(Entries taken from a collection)
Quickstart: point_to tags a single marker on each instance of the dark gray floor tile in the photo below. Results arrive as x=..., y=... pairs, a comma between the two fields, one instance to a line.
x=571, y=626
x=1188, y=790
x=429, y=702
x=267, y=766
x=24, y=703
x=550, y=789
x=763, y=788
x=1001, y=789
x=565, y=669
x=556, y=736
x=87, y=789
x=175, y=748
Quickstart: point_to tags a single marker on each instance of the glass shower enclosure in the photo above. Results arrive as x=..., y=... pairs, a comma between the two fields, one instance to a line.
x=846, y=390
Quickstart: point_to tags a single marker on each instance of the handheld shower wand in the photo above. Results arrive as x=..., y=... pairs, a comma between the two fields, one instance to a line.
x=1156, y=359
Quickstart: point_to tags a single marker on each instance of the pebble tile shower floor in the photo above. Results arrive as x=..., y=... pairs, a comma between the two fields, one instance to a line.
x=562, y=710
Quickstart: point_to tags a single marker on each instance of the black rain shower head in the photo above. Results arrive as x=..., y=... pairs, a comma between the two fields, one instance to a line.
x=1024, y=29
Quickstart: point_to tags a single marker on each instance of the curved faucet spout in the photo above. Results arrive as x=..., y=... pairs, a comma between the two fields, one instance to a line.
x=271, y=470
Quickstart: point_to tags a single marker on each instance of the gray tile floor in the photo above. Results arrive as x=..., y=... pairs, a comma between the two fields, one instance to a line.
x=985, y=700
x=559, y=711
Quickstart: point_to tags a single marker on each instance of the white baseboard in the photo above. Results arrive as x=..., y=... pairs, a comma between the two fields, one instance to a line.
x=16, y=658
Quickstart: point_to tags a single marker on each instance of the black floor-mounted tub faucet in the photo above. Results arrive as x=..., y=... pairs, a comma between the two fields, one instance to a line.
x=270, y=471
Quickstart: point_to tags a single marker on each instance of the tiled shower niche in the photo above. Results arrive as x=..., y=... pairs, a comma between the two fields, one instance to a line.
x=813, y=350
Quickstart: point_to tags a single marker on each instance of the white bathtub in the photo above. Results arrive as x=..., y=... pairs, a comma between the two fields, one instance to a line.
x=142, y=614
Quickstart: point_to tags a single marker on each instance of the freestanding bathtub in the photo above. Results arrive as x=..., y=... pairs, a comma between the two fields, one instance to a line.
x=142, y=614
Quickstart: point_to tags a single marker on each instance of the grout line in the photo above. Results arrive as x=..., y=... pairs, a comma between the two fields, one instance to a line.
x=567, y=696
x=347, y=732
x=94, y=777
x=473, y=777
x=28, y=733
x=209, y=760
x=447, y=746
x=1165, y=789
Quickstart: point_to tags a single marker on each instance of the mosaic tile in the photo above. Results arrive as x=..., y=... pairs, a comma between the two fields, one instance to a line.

_Given instruction_. Quote all of the items above word for word, keeping every line as it stands.

_Correct output_.
Quickstart: point_to tags a single marker on each instance of the dark gray floor tile in the photo below. Results arrive as x=..., y=... pairs, a comma between the two fields, one instance to a line.
x=571, y=626
x=1188, y=790
x=429, y=702
x=267, y=766
x=24, y=703
x=550, y=789
x=763, y=788
x=1001, y=789
x=565, y=669
x=556, y=736
x=87, y=789
x=175, y=748
Quickstart: point_to tags a single marker on each instance of the glass shower enclosure in the photo above. Results arrive as x=..., y=... pairs, a comma between the two fields, one instance to a line.
x=846, y=390
Quickstart: point_to tags a single marker on each instance of the handheld shower wand in the photo above. Results arrive as x=..., y=... pairs, a comma between the two fields, one instance to a line.
x=1156, y=359
Quickstart: point_to tags a single marker on each instance of the pebble tile shower floor in the photo above. Results arrive as x=..., y=... pairs, a comma between the two fields, one instance to a line.
x=562, y=710
Quickstart: point_to tags a single marker on each instance of the black rain shower head in the photo above. Results arrive as x=..., y=... pairs, a comma between the two fields, one instance to a line.
x=1024, y=29
Quickstart: point_to tags a single marker on each instance of the curved faucet spout in the photo above. Results arrive as x=..., y=... pairs, a comma between the two fields, one instance to a line.
x=271, y=470
Quickstart: point_to tags a single marker on each instance of the gray tile floor in the photo above. Results arrive as x=..., y=... pairs, a comma between the two fields, one instance to a line.
x=985, y=700
x=559, y=711
Quickstart: point_to tags a single marker on each instance of the white baseboard in the photo above. Results arrive as x=..., y=... pairs, a comma between the two fields, one instance to a line.
x=16, y=658
Quickstart: point_to tags a single marker on each instance of the black floor-mounted tub faucet in the photo above. Results arrive as x=..., y=... pairs, a comma between the two fields, one instance to a line.
x=270, y=471
Quickstart: point_to tags a single marker on each instance of the tiled shower niche in the photo above. Results arrive as x=..., y=... pairs, a comma between the two fields, one instance to a line.
x=813, y=350
Quickstart: point_to tags a single marker on each instance of the white bathtub in the photo above. Results arrive as x=..., y=... pairs, a comma between the two fields, one instance to a line.
x=142, y=614
Quickstart: point_to tags a single marker on each instance of the freestanding bathtub in the photo above. Results arrive as x=..., y=... pairs, a comma between the two fields, one instance to a line.
x=142, y=614
Quickstart: point_to tags a single marker on each instance of the grout line in the photo above. Results arrive as x=..., y=... pairs, a comma between the two fields, one instance to a line.
x=567, y=696
x=347, y=732
x=94, y=777
x=473, y=777
x=28, y=733
x=209, y=760
x=447, y=746
x=1165, y=789
Quickstart: point_to tags a single marker on each instance of the mosaic tile in the photo above. Results arrive as x=..., y=... pairs, a comma between the two fields, one instance to a line.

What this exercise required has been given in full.